'''

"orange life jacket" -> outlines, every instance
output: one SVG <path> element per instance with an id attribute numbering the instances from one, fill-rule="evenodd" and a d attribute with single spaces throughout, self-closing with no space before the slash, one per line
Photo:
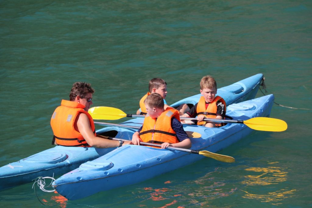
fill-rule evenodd
<path id="1" fill-rule="evenodd" d="M 58 145 L 66 146 L 90 146 L 82 135 L 75 129 L 77 116 L 79 113 L 87 115 L 90 121 L 92 131 L 95 133 L 93 119 L 90 114 L 84 110 L 85 106 L 76 102 L 62 100 L 51 118 L 51 127 L 53 131 L 53 139 Z M 52 143 L 54 143 L 53 142 Z"/>
<path id="2" fill-rule="evenodd" d="M 207 109 L 206 109 L 206 102 L 205 101 L 205 98 L 203 96 L 202 96 L 199 99 L 199 101 L 197 104 L 197 107 L 196 108 L 196 112 L 197 115 L 204 114 L 206 118 L 215 118 L 217 117 L 217 102 L 220 101 L 224 105 L 224 111 L 226 110 L 227 106 L 225 101 L 220 96 L 216 96 L 212 102 L 209 103 Z M 224 118 L 222 118 L 224 119 Z M 207 121 L 202 121 L 198 122 L 197 125 L 202 125 L 206 124 Z M 224 125 L 224 123 L 221 123 L 219 124 L 216 124 L 217 126 L 221 126 Z"/>
<path id="3" fill-rule="evenodd" d="M 145 107 L 145 105 L 144 105 L 144 101 L 146 99 L 146 97 L 151 94 L 151 93 L 148 92 L 140 100 L 140 107 L 141 108 L 141 115 L 146 115 L 147 113 L 147 111 Z"/>
<path id="4" fill-rule="evenodd" d="M 167 107 L 157 119 L 148 114 L 139 134 L 140 138 L 144 142 L 151 143 L 180 142 L 171 127 L 171 119 L 173 117 L 180 121 L 179 111 L 171 107 Z"/>

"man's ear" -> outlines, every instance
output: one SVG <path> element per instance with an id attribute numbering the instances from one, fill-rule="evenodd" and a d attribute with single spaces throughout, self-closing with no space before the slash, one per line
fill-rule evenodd
<path id="1" fill-rule="evenodd" d="M 78 102 L 79 103 L 80 103 L 80 99 L 81 98 L 80 97 L 80 96 L 79 95 L 77 95 L 76 96 L 76 97 L 75 98 L 75 101 L 77 102 Z"/>

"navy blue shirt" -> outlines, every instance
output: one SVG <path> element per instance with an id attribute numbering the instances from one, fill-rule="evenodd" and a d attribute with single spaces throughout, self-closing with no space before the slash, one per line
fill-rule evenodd
<path id="1" fill-rule="evenodd" d="M 143 126 L 138 130 L 138 132 L 139 133 L 142 130 L 142 127 L 143 127 Z M 183 126 L 182 125 L 181 122 L 174 117 L 171 119 L 171 127 L 173 131 L 175 131 L 176 134 L 177 135 L 177 138 L 180 141 L 182 141 L 188 138 L 188 136 L 183 129 Z"/>

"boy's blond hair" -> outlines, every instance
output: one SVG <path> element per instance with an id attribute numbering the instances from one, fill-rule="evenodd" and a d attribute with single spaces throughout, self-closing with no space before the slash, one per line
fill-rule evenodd
<path id="1" fill-rule="evenodd" d="M 153 93 L 146 97 L 144 104 L 151 108 L 163 109 L 165 105 L 163 99 L 158 93 Z"/>
<path id="2" fill-rule="evenodd" d="M 202 78 L 200 81 L 200 89 L 202 90 L 204 88 L 212 89 L 215 87 L 217 89 L 217 82 L 212 77 L 207 75 Z"/>
<path id="3" fill-rule="evenodd" d="M 151 93 L 153 88 L 157 89 L 164 84 L 167 85 L 167 83 L 162 79 L 153 78 L 149 81 L 149 90 L 150 92 Z"/>

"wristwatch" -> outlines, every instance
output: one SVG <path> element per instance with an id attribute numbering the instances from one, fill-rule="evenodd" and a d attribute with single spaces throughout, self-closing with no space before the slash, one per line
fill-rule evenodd
<path id="1" fill-rule="evenodd" d="M 120 147 L 122 146 L 122 144 L 123 144 L 124 142 L 122 140 L 119 140 L 119 146 L 118 147 Z"/>

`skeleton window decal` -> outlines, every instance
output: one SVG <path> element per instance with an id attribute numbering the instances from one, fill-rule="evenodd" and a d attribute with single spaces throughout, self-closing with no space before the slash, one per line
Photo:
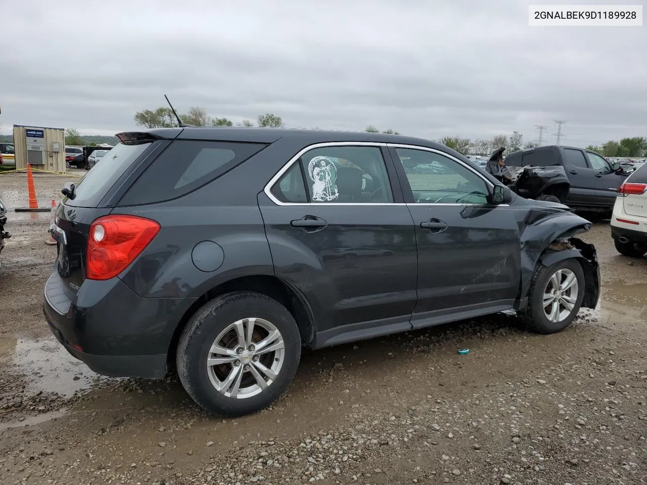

'''

**Problem statement**
Reproduce every line of the records above as a numbered list. Omit the blank lines and the pictures.

**Output for this exercise**
1. "orange life jacket" -> outlines, every instance
2. output: one SVG <path> element per instance with an id attribute numbering the instances from one, fill-rule="evenodd" and a d attribute with single spaces throughout, self-closing with no space before the slash, one per line
3. Photo:
4. fill-rule evenodd
5. <path id="1" fill-rule="evenodd" d="M 58 145 L 66 146 L 90 146 L 82 135 L 75 129 L 77 116 L 79 113 L 87 115 L 90 121 L 92 131 L 95 133 L 93 119 L 90 114 L 84 110 L 85 106 L 76 102 L 62 100 L 51 118 L 51 127 L 53 131 L 53 139 Z M 52 143 L 54 143 L 53 142 Z"/>
6. <path id="2" fill-rule="evenodd" d="M 207 109 L 206 109 L 206 102 L 205 101 L 205 98 L 203 96 L 202 96 L 199 99 L 199 101 L 197 104 L 197 107 L 196 108 L 196 112 L 197 115 L 204 114 L 206 118 L 215 118 L 217 117 L 217 102 L 220 101 L 224 105 L 224 111 L 226 110 L 227 106 L 225 101 L 220 96 L 216 96 L 212 102 L 209 103 Z M 224 118 L 222 118 L 224 119 Z M 207 121 L 202 121 L 198 122 L 197 125 L 202 125 L 206 124 Z M 224 125 L 224 123 L 221 123 L 219 124 L 216 124 L 217 126 L 221 126 Z"/>
7. <path id="3" fill-rule="evenodd" d="M 145 107 L 145 105 L 144 105 L 144 101 L 146 99 L 146 97 L 151 94 L 151 93 L 148 92 L 140 100 L 140 107 L 141 108 L 141 115 L 146 115 L 147 113 L 147 111 Z"/>
8. <path id="4" fill-rule="evenodd" d="M 167 107 L 157 119 L 148 114 L 139 134 L 140 138 L 144 142 L 151 143 L 180 142 L 171 127 L 171 119 L 173 117 L 180 121 L 179 111 L 171 107 Z"/>
9. "man's ear" -> outlines, every instance
10. output: one SVG <path> element per instance with an id attribute numbering the instances from one, fill-rule="evenodd" and a d attribute with single spaces throughout, self-closing with no space before the slash, one per line
11. fill-rule evenodd
12. <path id="1" fill-rule="evenodd" d="M 78 102 L 79 103 L 80 103 L 80 99 L 81 98 L 80 97 L 80 96 L 79 95 L 77 95 L 76 96 L 76 97 L 75 98 L 75 101 L 77 102 Z"/>
13. "navy blue shirt" -> outlines, every instance
14. output: one SVG <path> element per instance with an id attribute numbering the instances from one, fill-rule="evenodd" and a d attribute with single spaces throughout, self-closing with no space before the slash, one per line
15. fill-rule evenodd
16. <path id="1" fill-rule="evenodd" d="M 143 126 L 138 130 L 138 132 L 139 133 L 142 130 L 142 127 L 143 127 Z M 183 126 L 182 125 L 181 122 L 174 117 L 171 119 L 171 127 L 173 131 L 175 131 L 176 134 L 177 135 L 177 138 L 180 141 L 182 141 L 188 138 L 188 136 L 183 129 Z"/>
17. "boy's blond hair" -> outlines, every instance
18. output: one SVG <path> element per instance with an id attribute numbering the instances from one, fill-rule="evenodd" and a d attribute with single spaces throughout, self-closing with no space before the slash, one per line
19. fill-rule evenodd
20. <path id="1" fill-rule="evenodd" d="M 153 93 L 146 97 L 144 104 L 151 108 L 163 109 L 165 105 L 163 99 L 158 93 Z"/>
21. <path id="2" fill-rule="evenodd" d="M 202 78 L 200 81 L 200 89 L 202 90 L 204 88 L 212 89 L 215 87 L 217 89 L 217 82 L 212 77 L 207 75 Z"/>
22. <path id="3" fill-rule="evenodd" d="M 151 93 L 153 88 L 157 89 L 164 84 L 167 85 L 167 83 L 162 79 L 153 78 L 149 81 L 149 90 L 150 92 Z"/>
23. "wristwatch" -> outlines, every instance
24. output: one SVG <path> element per instance with an id attribute numbering the instances from one, fill-rule="evenodd" and a d attribute with single spaces throughout, self-closing with no space before the slash, one per line
25. fill-rule evenodd
26. <path id="1" fill-rule="evenodd" d="M 120 147 L 122 146 L 122 144 L 123 144 L 124 142 L 122 140 L 119 140 L 119 146 L 118 147 Z"/>
27. `skeleton window decal` -> outlines, every instance
28. output: one SVG <path> element per instance with an id attribute numbering the instances from one, fill-rule="evenodd" and a d attribute with single spaces throughout, self-closing with no space before the slash, one per line
29. Photo:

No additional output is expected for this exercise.